23 Dec 2023 4 minute read
Welsh Sycamore Lovespoon. Havard and Havard

Communities across Wales are being asked to nominate their most cherished traditions to be included in a UNESCO register to safeguard cultural heritage.

The callout comes as the UK Government confirms its intention to ratify the 2003 UNESCO Convention for Safeguarding of the Intangible Cultural Heritage, which seeks to protect the crafts, practices, and traditions which are recognised as being a key part of national life, providing a sense of identity to communities.

Festive favourites, such as the Nos Galan road races, 3am carol singing and the Mari Lwyd could all be formally recognised.

Central to Welsh culture

Seasonal celebrations taking place at St David’s Day, the Royal Welsh Show, St Dwynwen’s Day and the tradition of holding Eisteddfodau, where all cultural activities including singing and spoken word are conducted in the Welsh language, could also be included.

Traditions that are central to Welsh culture, identity and communities, from the Urdd, to the playing of the Welsh harp and the spoken word art of Cerdd Dafod are also expected to be put forward for a UK-wide official inventory.

Santes Dwynwen

Modern day events like bog-snorkelling in Llanwrtyd Wells and the famous Elvis Festival in Porthcawl could be registered alongside more long-standing activities such as singing in male voice choirs.

Artisanal crafts such as slate-carving, making lovespoons and the art of making traditional Welsh cakes with a bakestone, together with the practitioners of these traditions, will also be considered.

The selected Welsh traditions will sit alongside valued traditions from across the rest of the UK, from bagpipe-playing and Highland dancing to cheese-rolling and the art of basket weaving.

Entries pointing to named objects:
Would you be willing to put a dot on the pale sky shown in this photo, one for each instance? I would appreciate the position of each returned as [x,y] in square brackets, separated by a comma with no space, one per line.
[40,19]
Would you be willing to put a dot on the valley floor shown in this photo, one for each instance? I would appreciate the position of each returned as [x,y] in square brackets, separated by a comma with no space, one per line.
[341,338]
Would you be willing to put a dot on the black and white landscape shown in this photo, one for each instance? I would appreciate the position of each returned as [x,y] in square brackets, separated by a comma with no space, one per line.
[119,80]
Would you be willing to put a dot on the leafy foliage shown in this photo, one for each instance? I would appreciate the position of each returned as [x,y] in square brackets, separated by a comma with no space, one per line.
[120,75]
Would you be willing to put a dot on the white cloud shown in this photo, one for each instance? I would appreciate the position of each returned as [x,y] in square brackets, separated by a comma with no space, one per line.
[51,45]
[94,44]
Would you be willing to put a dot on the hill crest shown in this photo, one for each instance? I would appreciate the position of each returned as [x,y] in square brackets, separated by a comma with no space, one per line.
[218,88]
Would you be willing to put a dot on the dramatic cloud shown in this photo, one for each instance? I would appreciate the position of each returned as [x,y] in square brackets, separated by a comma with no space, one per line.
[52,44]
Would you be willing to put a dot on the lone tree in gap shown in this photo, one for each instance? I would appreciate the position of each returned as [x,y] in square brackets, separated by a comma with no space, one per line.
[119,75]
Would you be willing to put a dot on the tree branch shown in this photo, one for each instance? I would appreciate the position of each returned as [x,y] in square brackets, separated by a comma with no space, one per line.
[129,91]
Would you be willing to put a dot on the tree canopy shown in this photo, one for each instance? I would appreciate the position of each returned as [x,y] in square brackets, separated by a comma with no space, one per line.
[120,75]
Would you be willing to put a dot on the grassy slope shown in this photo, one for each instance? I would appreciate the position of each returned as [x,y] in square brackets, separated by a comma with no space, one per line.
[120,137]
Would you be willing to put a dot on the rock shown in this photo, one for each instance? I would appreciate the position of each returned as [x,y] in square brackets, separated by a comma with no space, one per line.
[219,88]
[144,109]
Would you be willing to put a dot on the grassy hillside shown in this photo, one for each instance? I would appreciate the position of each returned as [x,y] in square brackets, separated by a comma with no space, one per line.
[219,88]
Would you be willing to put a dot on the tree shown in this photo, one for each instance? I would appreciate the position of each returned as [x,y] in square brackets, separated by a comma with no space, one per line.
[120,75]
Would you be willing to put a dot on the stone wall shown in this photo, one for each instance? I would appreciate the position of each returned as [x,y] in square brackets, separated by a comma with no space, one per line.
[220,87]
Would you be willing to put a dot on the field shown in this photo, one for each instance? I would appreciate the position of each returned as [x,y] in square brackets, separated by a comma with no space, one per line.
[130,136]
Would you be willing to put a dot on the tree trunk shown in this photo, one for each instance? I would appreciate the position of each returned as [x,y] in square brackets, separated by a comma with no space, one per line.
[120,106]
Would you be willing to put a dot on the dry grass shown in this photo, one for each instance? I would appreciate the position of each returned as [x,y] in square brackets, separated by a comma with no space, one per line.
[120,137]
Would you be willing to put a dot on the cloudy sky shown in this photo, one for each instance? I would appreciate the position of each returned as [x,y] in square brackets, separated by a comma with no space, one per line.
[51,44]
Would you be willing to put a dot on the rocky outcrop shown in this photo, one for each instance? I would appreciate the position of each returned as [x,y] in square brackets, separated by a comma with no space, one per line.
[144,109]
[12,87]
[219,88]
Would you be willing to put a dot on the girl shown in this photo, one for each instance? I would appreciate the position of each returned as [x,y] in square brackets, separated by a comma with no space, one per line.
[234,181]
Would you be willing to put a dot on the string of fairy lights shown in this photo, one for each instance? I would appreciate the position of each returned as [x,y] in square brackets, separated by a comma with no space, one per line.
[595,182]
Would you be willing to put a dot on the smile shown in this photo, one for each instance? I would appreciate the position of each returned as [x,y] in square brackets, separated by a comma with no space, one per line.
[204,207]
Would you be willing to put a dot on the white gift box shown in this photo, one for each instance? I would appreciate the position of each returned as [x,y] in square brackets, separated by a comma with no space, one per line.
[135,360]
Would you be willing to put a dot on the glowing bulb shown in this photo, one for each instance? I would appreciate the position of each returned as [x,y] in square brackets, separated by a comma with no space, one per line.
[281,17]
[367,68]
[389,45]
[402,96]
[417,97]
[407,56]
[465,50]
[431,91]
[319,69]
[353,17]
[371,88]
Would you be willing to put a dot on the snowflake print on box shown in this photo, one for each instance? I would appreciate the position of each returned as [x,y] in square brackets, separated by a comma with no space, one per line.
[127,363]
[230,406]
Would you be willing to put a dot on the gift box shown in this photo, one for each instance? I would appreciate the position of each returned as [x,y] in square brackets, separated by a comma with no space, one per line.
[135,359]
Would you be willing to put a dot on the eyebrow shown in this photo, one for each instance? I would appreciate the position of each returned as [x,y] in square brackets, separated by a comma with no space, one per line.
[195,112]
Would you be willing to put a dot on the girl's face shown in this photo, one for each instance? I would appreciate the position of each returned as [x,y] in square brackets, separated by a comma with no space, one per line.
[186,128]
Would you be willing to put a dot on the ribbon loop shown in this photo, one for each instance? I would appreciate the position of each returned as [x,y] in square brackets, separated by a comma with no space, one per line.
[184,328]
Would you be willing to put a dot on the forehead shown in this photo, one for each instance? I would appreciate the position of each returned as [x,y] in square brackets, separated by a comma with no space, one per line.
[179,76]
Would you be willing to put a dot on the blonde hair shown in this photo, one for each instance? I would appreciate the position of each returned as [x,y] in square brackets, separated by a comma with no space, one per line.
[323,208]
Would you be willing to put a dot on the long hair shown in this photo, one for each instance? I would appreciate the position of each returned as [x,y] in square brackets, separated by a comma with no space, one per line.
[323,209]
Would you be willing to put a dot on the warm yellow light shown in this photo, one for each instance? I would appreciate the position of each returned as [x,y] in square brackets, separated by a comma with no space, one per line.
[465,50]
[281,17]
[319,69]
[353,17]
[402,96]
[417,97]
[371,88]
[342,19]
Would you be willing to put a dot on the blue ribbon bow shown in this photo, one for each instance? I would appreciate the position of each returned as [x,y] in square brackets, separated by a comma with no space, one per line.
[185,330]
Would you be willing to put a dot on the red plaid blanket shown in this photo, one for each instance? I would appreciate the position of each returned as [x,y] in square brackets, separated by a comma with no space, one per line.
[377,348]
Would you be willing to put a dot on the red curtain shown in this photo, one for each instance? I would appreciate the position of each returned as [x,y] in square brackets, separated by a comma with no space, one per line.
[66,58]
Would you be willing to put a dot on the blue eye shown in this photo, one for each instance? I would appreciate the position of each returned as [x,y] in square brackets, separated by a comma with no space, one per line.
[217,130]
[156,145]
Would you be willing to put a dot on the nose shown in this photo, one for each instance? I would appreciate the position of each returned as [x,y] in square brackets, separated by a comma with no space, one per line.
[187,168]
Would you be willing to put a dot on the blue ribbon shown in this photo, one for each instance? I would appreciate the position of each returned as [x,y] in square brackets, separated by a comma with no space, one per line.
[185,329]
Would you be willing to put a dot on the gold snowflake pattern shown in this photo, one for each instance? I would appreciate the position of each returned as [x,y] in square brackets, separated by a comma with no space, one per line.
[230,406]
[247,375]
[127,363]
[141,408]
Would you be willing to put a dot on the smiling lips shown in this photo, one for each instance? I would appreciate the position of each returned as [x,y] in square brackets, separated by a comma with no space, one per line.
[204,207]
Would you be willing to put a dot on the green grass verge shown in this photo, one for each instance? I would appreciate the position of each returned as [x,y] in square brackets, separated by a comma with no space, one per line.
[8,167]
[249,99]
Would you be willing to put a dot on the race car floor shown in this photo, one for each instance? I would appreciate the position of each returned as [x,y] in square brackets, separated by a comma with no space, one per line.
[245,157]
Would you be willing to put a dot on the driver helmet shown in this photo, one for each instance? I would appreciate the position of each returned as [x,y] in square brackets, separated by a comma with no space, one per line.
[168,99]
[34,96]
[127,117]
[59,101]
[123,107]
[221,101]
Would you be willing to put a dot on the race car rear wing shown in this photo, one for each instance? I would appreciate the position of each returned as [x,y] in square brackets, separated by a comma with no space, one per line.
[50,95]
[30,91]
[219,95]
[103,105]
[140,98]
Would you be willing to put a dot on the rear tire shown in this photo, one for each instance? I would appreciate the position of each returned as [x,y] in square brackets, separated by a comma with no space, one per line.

Your tasks:
[a] Answer these questions about the article on Welsh traditions:
(i) Which year's UNESCO Convention does the UK Government intend to ratify?
(ii) In which town does the bog-snorkelling take place?
(iii) What is used to make traditional Welsh cakes?
[b] Update the article on Welsh traditions from "Artisanal crafts such" up to and including "of basket weaving.", putting "wood-carving" in place of "slate-carving".
[c] Write what comes next in the article on Welsh traditions, picking up after its final sentence.

In response:
[a]
(i) 2003
(ii) Llanwrtyd Wells
(iii) A bakestone

[b]
Artisanal crafts such as wood-carving, making lovespoons and the art of making traditional Welsh cakes with a bakestone, together with the practitioners of these traditions, will also be considered.

The selected Welsh traditions will sit alongside valued traditions from across the rest of the UK, from bagpipe-playing and Highland dancing to cheese-rolling and the art of basket weaving.

[c]
Porthcawl’s Elvis festival. Photo by Mooganic is licensed under CC BY-NC-ND 2.0.

These practices are often also referred to as ‘intangible cultural heritage’ or ‘living heritage’ and are inherited from our ancestors and passed on to our descendants.

Arts and Heritage Minister Lord Parkinson of Whitley Bay said:  “The UK is rich in traditions which have been passed down from generation to generation – with the music and culture of Wales adding significantly to that richness.

“These crafts, customs, and celebrations have helped to shape our communities and bring people together, who continue to shape them in turn.

“By ratifying this Convention, we will be able to celebrate treasured traditions from every corner of the country, support the people who practise them, and ensure that they are passed down for future generations to enjoy.”

Eisteddfod yr Urdd Sir Ddinbych 2022

Welsh Secretary David TC Davies said: “We have a huge number of wonderful traditions and customs in Wales that help make our nation unique and distinct and it’s great that many of these will now be formally recorded and recognised.

“It’s important to preserve and protect living heritage, as well as physical landmarks and heritage sites, to pass onto future generations and maintain our special Welsh culture.”

Community recognition

By ratifying the Convention, the UK Government will be able to recognise our most important crafts and traditions in the same way as we have considered our physical heritage sites such as the Slate Landscape of Northwest Wales, the Castles and Town Walls of King Edward I, the Pontcysyllte Aqueduct and Canal, and the Blaenavon Industrial Landscape.

As intangible cultural heritage can only be considered as such when it is recognised by the communities, groups or individuals that create, maintain and share it, it will be these groups and people from across Wales who will be able to nominate their favourite traditions to be formally recognised.

Public consultation launched

A public consultation launched today will seek the public’s views on the UK Government’s proposed approach to implementing the Convention across the UK to safeguard valued traditions.

This will include the approach to how people will be able to nominate traditions, how they will be adjudicated, and any criteria that the nominated practices will need to meet before they are considered.

The UK Government has been working closely with the Devolved Administrations, the Crown Dependencies and Overseas Territories in the run up to this decision and will continue to do so in order to implement the Convention and collate the UK-wide inventory, which is expected to launch for nominations next year.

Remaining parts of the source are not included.